Assignment
The response has to be every entry, printed word for word.

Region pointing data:
Segment Open

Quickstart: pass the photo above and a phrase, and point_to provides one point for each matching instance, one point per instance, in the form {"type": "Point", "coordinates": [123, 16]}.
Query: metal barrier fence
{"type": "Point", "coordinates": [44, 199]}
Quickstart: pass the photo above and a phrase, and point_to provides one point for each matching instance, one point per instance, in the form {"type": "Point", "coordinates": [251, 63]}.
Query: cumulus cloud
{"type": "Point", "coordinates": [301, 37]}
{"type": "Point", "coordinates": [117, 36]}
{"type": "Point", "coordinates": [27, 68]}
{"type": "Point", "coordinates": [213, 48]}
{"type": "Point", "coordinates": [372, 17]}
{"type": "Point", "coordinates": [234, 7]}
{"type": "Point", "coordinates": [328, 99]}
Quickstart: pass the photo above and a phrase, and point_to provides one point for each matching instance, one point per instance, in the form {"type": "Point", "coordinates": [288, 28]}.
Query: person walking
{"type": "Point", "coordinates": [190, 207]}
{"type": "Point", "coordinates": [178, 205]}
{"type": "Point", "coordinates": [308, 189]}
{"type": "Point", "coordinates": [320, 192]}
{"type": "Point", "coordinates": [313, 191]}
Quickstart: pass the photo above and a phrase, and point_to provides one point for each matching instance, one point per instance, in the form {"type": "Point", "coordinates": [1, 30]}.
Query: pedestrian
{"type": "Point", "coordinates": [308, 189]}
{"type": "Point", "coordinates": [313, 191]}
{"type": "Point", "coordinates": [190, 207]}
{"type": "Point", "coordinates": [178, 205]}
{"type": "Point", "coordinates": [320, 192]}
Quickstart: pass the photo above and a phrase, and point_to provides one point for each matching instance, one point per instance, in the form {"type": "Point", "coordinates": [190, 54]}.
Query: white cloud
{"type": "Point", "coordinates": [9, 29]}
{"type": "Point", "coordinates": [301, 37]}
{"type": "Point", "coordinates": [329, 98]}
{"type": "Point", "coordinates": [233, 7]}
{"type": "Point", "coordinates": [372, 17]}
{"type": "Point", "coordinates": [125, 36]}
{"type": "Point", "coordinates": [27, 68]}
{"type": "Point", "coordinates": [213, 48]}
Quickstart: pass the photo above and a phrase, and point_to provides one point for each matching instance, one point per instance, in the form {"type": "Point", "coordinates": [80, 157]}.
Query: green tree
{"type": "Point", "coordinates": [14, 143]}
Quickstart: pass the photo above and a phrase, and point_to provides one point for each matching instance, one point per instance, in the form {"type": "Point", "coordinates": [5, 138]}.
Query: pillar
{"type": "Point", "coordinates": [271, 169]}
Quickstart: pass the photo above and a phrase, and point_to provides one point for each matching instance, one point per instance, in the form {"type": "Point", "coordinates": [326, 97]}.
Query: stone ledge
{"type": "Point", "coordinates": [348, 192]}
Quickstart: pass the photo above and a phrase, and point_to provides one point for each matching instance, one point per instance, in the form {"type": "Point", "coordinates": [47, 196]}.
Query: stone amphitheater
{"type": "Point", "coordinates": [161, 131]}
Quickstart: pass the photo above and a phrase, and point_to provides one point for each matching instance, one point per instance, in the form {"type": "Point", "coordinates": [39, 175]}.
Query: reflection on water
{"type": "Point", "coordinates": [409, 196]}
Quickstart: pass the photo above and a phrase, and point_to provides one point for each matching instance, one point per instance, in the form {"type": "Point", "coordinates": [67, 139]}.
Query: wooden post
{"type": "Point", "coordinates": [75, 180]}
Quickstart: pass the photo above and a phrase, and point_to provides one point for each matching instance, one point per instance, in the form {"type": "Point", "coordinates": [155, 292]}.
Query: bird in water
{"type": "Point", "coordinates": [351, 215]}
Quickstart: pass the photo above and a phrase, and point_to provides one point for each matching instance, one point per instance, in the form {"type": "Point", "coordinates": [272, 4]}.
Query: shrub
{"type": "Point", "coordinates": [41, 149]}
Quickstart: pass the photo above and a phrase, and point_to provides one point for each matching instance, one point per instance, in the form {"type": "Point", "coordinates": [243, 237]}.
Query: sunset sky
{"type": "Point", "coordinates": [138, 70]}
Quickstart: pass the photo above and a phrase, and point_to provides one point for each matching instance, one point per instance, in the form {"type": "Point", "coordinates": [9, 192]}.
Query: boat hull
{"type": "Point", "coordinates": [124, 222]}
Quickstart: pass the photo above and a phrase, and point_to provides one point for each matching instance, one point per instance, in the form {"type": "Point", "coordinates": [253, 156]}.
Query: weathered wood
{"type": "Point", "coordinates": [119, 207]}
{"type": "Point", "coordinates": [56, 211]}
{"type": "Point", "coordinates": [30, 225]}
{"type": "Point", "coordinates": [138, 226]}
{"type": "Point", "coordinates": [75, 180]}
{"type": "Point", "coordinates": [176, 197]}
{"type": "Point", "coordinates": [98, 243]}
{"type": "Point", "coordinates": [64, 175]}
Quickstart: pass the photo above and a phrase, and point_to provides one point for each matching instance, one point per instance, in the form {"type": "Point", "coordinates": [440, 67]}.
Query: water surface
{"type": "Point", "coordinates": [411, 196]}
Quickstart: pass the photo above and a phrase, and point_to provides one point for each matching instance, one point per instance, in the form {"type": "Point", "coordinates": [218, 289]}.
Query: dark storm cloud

Segment Closed

Finished task
Quickstart: pass the photo above and a phrase, and point_to provides one point for each matching instance, one point per instance, in the form {"type": "Point", "coordinates": [123, 16]}.
Query: metal barrier fence
{"type": "Point", "coordinates": [44, 199]}
Quickstart: pass the photo above and a phrase, and point_to provides one point for each matching instance, one point per instance, in the form {"type": "Point", "coordinates": [251, 63]}.
Query: cumulus cloud
{"type": "Point", "coordinates": [301, 37]}
{"type": "Point", "coordinates": [117, 36]}
{"type": "Point", "coordinates": [27, 68]}
{"type": "Point", "coordinates": [213, 48]}
{"type": "Point", "coordinates": [372, 17]}
{"type": "Point", "coordinates": [234, 7]}
{"type": "Point", "coordinates": [328, 99]}
Quickstart: pass the photo above and a phrase, and point_to provides one point for each matching instance, one point per instance, in the form {"type": "Point", "coordinates": [288, 28]}.
Query: person walking
{"type": "Point", "coordinates": [190, 207]}
{"type": "Point", "coordinates": [178, 205]}
{"type": "Point", "coordinates": [308, 189]}
{"type": "Point", "coordinates": [320, 192]}
{"type": "Point", "coordinates": [313, 191]}
Quickstart: pass the photo above and a phrase, and point_to provides one point for each matching instance, one point per instance, in the form {"type": "Point", "coordinates": [1, 30]}.
Query: pedestrian
{"type": "Point", "coordinates": [308, 189]}
{"type": "Point", "coordinates": [313, 191]}
{"type": "Point", "coordinates": [190, 207]}
{"type": "Point", "coordinates": [178, 205]}
{"type": "Point", "coordinates": [320, 192]}
Quickstart: pass the photo above and a phrase, and point_to provides one point for each matching instance, one point per instance, in the form {"type": "Point", "coordinates": [190, 54]}.
Query: white cloud
{"type": "Point", "coordinates": [9, 29]}
{"type": "Point", "coordinates": [301, 37]}
{"type": "Point", "coordinates": [329, 98]}
{"type": "Point", "coordinates": [233, 7]}
{"type": "Point", "coordinates": [372, 17]}
{"type": "Point", "coordinates": [125, 36]}
{"type": "Point", "coordinates": [27, 68]}
{"type": "Point", "coordinates": [213, 48]}
Quickstart: pass the photo above and a phrase, and point_to provides one point for each matching instance, one point per instance, in the form {"type": "Point", "coordinates": [80, 157]}.
Query: green tree
{"type": "Point", "coordinates": [14, 143]}
Quickstart: pass the photo above and a phrase, and point_to provides one point for each matching instance, one point per instance, in the form {"type": "Point", "coordinates": [5, 138]}.
Query: pillar
{"type": "Point", "coordinates": [271, 169]}
Quickstart: pass the photo above and a phrase, and point_to provides one point for each matching instance, one point per instance, in the form {"type": "Point", "coordinates": [326, 97]}.
Query: stone ledge
{"type": "Point", "coordinates": [348, 192]}
Quickstart: pass the photo above and a phrase, and point_to provides one point for each matching instance, one point per instance, in the form {"type": "Point", "coordinates": [47, 196]}.
Query: stone amphitheater
{"type": "Point", "coordinates": [161, 131]}
Quickstart: pass the photo above and a phrase, and point_to provides one point for each matching instance, one point per instance, in the form {"type": "Point", "coordinates": [39, 175]}.
Query: reflection on water
{"type": "Point", "coordinates": [409, 196]}
Quickstart: pass the photo above and a phrase, and point_to provides one point for each matching instance, one point per instance, in the form {"type": "Point", "coordinates": [67, 139]}.
Query: wooden post
{"type": "Point", "coordinates": [75, 180]}
Quickstart: pass the photo above and a phrase, and point_to provides one point for each matching instance, one point per instance, in the form {"type": "Point", "coordinates": [155, 292]}.
Query: bird in water
{"type": "Point", "coordinates": [351, 215]}
Quickstart: pass the photo above and a phrase, and point_to provides one point for each matching instance, one point per instance, in the form {"type": "Point", "coordinates": [272, 4]}.
Query: shrub
{"type": "Point", "coordinates": [41, 149]}
Quickstart: pass the photo above and a phrase, and point_to provides one point for each matching instance, one point per instance, in the form {"type": "Point", "coordinates": [243, 237]}.
Query: sunset sky
{"type": "Point", "coordinates": [138, 70]}
Quickstart: pass the photo above and a phrase, and point_to provides one point for each matching instance, one point per instance, in the form {"type": "Point", "coordinates": [9, 192]}.
Query: boat hull
{"type": "Point", "coordinates": [124, 222]}
Quickstart: pass the photo above and a phrase, and point_to provides one point for each matching instance, one point per instance, in the form {"type": "Point", "coordinates": [253, 156]}.
Query: weathered wood
{"type": "Point", "coordinates": [119, 207]}
{"type": "Point", "coordinates": [56, 211]}
{"type": "Point", "coordinates": [30, 225]}
{"type": "Point", "coordinates": [138, 226]}
{"type": "Point", "coordinates": [75, 180]}
{"type": "Point", "coordinates": [176, 197]}
{"type": "Point", "coordinates": [98, 243]}
{"type": "Point", "coordinates": [64, 175]}
Quickstart: pass the photo above and a phrase, and point_to provides one point for each matching instance, one point per instance, in the form {"type": "Point", "coordinates": [440, 67]}.
Query: water surface
{"type": "Point", "coordinates": [411, 196]}
Quickstart: pass the photo above and a phrase, and point_to provides one point for each matching instance, one point per instance, in the form {"type": "Point", "coordinates": [218, 289]}.
Query: dark storm cloud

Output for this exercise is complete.